الإِجْتِهَادِ لَا يَنْقِدَ بِالْإِجْتِهَاد
“Ijtihad tidak bisa dibatalkan oleh
ijtihad lainnya.”
Contoh
kaidah: Apabila dalam menentukan arah kiblat, ijtihad pertama tidak sama dengan ijtihat ke dua, maka digunakan ijtihad
ke dua. Sedangkan ijtihad pertama
tetap sah sehingga tidak memerlukan pengulangan pada raka’at yang dilakukan dengan ijtihad
pertama. Dengan demikian, seseorang mungkin saja melakukan shalat empat raka’at dengan menghadap arah yang
berbeda pada setiap raka’atnya.
اَلْضَرُوْرَاتُ تَبِيْحَ الْمُحُظُوْرَاتٌ
“Kondisi darurat memperbolehkan
sesuatu yang semula dilarang.”
Contoh
kaidah: Ketika dalam perjalan dari Sumatra ke pondok pesantren An-Nawawi,
ditengah-tengah hutan Kasyfurrahman alias Rahman dihadang oleh segerombolan
begal, semua bekal Rahman habis dirampas oleh mereka, karenanya mereka pergi
tanpa memperdulikan nasib Rahman nantinya, lama-kelamaan Rahman merasa
kelaparan dan dia tidak bisa membeli makanan karena bekalnya sudah tidak ada
lagi, tiba-tiba ada seekor babi. Namun Rahman bertindak sigap dengan melempar
babi tersebut dengan sebatang kayu runcing yang dipegangnya. Kemudian tanpa
pikir panjang, Rahman langsung menguliti babi tersebut dan kemudian makan dagingnya
untuk sekedar menghilangkan rasa laparnya.

Permintaan: Tulis lanjutan teks tentang kaidah fikih di atas, dimulai tepat setelah kalimat terakhirnya.

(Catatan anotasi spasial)
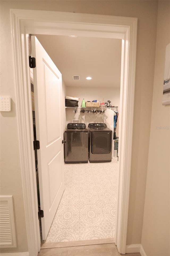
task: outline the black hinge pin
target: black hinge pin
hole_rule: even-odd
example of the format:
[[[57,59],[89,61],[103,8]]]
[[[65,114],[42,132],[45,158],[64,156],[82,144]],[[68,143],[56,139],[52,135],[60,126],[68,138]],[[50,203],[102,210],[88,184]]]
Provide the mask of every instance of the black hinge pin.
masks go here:
[[[35,58],[34,57],[29,56],[29,65],[32,68],[34,68],[36,67]]]
[[[40,141],[39,140],[34,140],[33,141],[34,150],[40,149]]]

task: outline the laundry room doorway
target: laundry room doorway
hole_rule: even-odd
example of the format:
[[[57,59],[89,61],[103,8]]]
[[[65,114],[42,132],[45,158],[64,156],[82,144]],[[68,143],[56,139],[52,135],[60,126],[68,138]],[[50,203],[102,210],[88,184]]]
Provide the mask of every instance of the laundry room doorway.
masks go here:
[[[27,153],[21,156],[24,167],[22,168],[24,170],[22,173],[24,201],[29,254],[33,256],[37,255],[40,243],[35,196],[35,157],[32,151],[33,136],[31,132],[33,125],[28,65],[28,34],[68,35],[74,31],[77,35],[92,35],[122,40],[120,103],[122,115],[120,124],[121,140],[119,145],[119,154],[121,157],[115,243],[119,252],[125,253],[132,141],[137,19],[23,10],[12,10],[11,14],[19,143],[21,152]],[[17,67],[17,63],[19,63],[19,68]],[[32,206],[31,208],[30,205]]]
[[[54,244],[57,242],[61,243],[63,246],[71,242],[76,242],[72,243],[72,246],[77,244],[78,241],[84,243],[85,240],[87,243],[91,242],[92,239],[95,243],[99,242],[99,239],[101,243],[113,242],[118,172],[118,158],[114,156],[112,135],[114,130],[114,115],[117,116],[116,113],[118,113],[116,109],[118,108],[106,108],[104,105],[92,112],[93,108],[91,110],[90,107],[84,109],[80,107],[83,97],[86,101],[96,98],[101,102],[110,100],[110,101],[112,106],[120,106],[122,40],[35,35],[62,73],[64,130],[68,124],[71,126],[73,120],[78,120],[82,123],[80,125],[83,123],[86,125],[82,132],[74,132],[74,129],[71,129],[71,127],[64,133],[65,163],[88,162],[88,146],[83,143],[86,139],[84,137],[82,140],[80,135],[87,136],[87,128],[89,123],[104,123],[109,129],[108,132],[101,124],[101,131],[96,133],[101,136],[94,139],[102,142],[101,147],[97,147],[100,151],[101,147],[104,152],[91,154],[90,149],[89,161],[96,164],[65,164],[65,190],[42,247],[58,246]],[[86,74],[88,73],[92,78],[89,81],[86,79]],[[70,75],[76,74],[79,75],[78,81],[73,80]],[[65,97],[67,95],[80,98],[78,108],[65,108]],[[57,108],[56,109],[57,111]],[[76,127],[76,125],[78,124],[74,124],[73,126]],[[116,136],[116,132],[115,134]],[[70,142],[67,145],[67,141]],[[80,146],[83,144],[82,148]],[[90,143],[89,145],[91,144]],[[92,159],[93,156],[94,159]],[[79,157],[81,158],[79,159]]]

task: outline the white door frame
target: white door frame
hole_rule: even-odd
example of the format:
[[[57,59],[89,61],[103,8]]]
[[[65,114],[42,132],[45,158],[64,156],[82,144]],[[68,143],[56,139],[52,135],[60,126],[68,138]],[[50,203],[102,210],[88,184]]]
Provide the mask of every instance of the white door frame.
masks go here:
[[[133,117],[136,18],[22,10],[10,10],[11,32],[24,202],[30,256],[40,249],[27,40],[28,34],[121,39],[122,41],[115,243],[126,244]]]

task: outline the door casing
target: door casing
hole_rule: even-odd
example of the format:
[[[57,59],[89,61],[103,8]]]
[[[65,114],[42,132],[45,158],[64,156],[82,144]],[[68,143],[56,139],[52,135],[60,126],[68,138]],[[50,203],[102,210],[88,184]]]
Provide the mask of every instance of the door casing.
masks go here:
[[[133,117],[137,19],[97,14],[10,10],[13,64],[21,174],[29,255],[40,241],[33,147],[28,34],[100,37],[122,40],[119,173],[115,242],[125,253]],[[33,221],[32,220],[33,220]]]

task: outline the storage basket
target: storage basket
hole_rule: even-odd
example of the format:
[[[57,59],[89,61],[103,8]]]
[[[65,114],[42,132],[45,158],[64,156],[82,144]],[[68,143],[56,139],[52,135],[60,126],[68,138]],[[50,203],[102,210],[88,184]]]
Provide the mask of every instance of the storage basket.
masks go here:
[[[98,108],[100,106],[100,101],[97,101],[97,102],[88,102],[86,101],[86,107],[96,107]]]

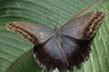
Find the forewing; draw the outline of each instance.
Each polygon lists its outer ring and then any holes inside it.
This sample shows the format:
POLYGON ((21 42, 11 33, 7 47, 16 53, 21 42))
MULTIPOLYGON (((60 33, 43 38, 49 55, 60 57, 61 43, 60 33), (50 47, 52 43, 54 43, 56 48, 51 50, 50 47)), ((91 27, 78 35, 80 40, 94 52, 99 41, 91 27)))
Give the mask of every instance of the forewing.
POLYGON ((104 21, 104 12, 92 12, 80 17, 70 20, 61 27, 63 35, 74 37, 76 39, 88 40, 96 33, 98 26, 104 21))
POLYGON ((64 35, 62 35, 62 40, 61 46, 69 62, 68 70, 80 67, 82 62, 88 59, 92 51, 89 40, 78 40, 64 35))
POLYGON ((11 22, 7 24, 7 28, 19 33, 36 46, 47 41, 53 35, 53 31, 48 27, 26 22, 11 22))
POLYGON ((68 68, 68 61, 60 43, 56 37, 50 38, 47 43, 34 47, 36 62, 52 72, 56 68, 64 72, 68 68))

Hasil latihan ini:
Tindakan
Rahman memakan daging babi dalam kondisi kelaparan tersebut diperbolehkan.
Karena kondisi darurat memperbolehkan sesuatu yang semula dilarang.
اَلْحُكْمُ يَدُوْرُ مَعَ الْعِلَّةِ وَجُوْدَا وَعِدَّمَا
“Hukum itu berputar beserta
'illatnya, baik dari sisi wujudnya maupun ketiadaannya’illatnya.”
Contoh
kaidah : Alasan diharamkannya arak (khamr)
adalah karena memabukkan. Jika kemudian terdeteksi bahwa arak tidak lagi
memabukkan seperti khamr yang telah
berubah menjadi cuka maka halal
مَا لَا يَتَمَ الوَاجِبَّ إِلاَّ بِهِ فَهُوَ وَاجِبٌ
“Sesuatu yang karena diwajibkan
menjadi tidak sempurna kecuali dengan keberadaannya, maka
hukumnya wajib.”
Wajibnya
menutup bagian lutut pada saat menutup aurat bagi laki-laki dan wajibnya dan
wajibnya menutup bagian wajah bagi wanita.
اَلرَخَصَةُ لَاتَنَاطَ بِالْمَعَاصِى
“Keringanan hukum tidak bisa
dikaitkan dengan maksiat.”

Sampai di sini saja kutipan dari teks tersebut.